• [DIRECTIONS FOR THIS TASK]
Copy out the entries that follow, exactly as written.

• [RECORD SET]

---*---

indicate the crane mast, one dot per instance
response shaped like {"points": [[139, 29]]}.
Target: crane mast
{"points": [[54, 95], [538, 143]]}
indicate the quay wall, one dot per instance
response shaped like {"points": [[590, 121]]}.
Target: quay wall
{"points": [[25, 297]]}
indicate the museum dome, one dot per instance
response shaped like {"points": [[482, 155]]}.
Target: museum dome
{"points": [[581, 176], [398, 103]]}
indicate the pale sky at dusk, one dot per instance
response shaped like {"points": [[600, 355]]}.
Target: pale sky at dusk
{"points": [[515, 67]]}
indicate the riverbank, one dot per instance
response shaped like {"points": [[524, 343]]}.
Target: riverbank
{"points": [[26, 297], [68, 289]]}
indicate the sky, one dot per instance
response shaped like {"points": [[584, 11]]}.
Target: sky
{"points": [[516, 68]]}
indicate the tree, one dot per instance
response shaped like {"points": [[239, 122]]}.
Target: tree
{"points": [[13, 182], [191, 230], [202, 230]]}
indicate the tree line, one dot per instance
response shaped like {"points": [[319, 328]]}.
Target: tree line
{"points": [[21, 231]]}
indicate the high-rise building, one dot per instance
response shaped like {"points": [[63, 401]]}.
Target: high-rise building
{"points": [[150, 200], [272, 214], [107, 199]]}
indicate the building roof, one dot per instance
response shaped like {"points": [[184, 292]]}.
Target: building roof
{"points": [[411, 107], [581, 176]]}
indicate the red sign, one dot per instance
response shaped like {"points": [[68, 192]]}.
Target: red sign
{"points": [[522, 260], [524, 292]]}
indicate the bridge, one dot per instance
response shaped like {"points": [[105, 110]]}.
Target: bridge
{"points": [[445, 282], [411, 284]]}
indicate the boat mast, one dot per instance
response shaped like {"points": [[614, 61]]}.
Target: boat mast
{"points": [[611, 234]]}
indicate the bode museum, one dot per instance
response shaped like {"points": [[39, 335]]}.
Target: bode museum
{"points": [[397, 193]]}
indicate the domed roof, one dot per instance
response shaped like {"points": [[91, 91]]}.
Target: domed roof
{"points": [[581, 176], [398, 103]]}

---*---

• [TASK ANSWER]
indicate the crane mast, one dot per instance
response shaped like {"points": [[139, 29]]}.
Target: crane mast
{"points": [[54, 95], [538, 143]]}
indicate the quay wall, one dot per instance
response shaped like {"points": [[590, 121]]}.
Target: quay wall
{"points": [[25, 297]]}
indicate the museum dome, one dot per instance
response shaped like {"points": [[482, 155]]}.
Target: museum dome
{"points": [[581, 176], [398, 103]]}
indicate the pale sky at dusk, one dot per instance
response shaped like {"points": [[600, 355]]}.
Target: pale sky at dusk
{"points": [[515, 67]]}
indicate the riverbank, one dot per instance
response shaped like {"points": [[524, 343]]}.
Target: riverbank
{"points": [[26, 297], [68, 289]]}
indicate the sky, one dot per instance
response shaped like {"points": [[584, 11]]}.
Target: sky
{"points": [[516, 68]]}
indicate the tree, one dot per instance
response shaped like {"points": [[239, 122]]}.
Target: tree
{"points": [[13, 182], [191, 230], [202, 230]]}
indicate the tree line, one dot per instance
response shaped like {"points": [[319, 328]]}.
Target: tree line
{"points": [[21, 231]]}
indicate the high-rise building, one dot per instance
response shaped like {"points": [[63, 401]]}.
Target: high-rise building
{"points": [[150, 200], [272, 214], [107, 199]]}
indicate the building roof, one dot per instance
response shaped like {"points": [[184, 292]]}.
Target: building roof
{"points": [[411, 107], [581, 176]]}
indicate the red sign, one dot per instance
response shaped like {"points": [[68, 192]]}.
Target: red sign
{"points": [[522, 260], [524, 292]]}
indicate the bridge, one dot per instance
response shaped like {"points": [[105, 110]]}.
Target: bridge
{"points": [[445, 282], [411, 284]]}
indicate the boat mast, one dot per instance
response shaped like {"points": [[614, 61]]}.
Target: boat mast
{"points": [[611, 234]]}
indicate the bode museum, one dot per instance
response shaped like {"points": [[39, 335]]}.
Target: bode museum
{"points": [[397, 193]]}
indicate the domed roof, one dot per instance
response shaped like {"points": [[91, 91]]}.
Target: domed roof
{"points": [[581, 176], [398, 103]]}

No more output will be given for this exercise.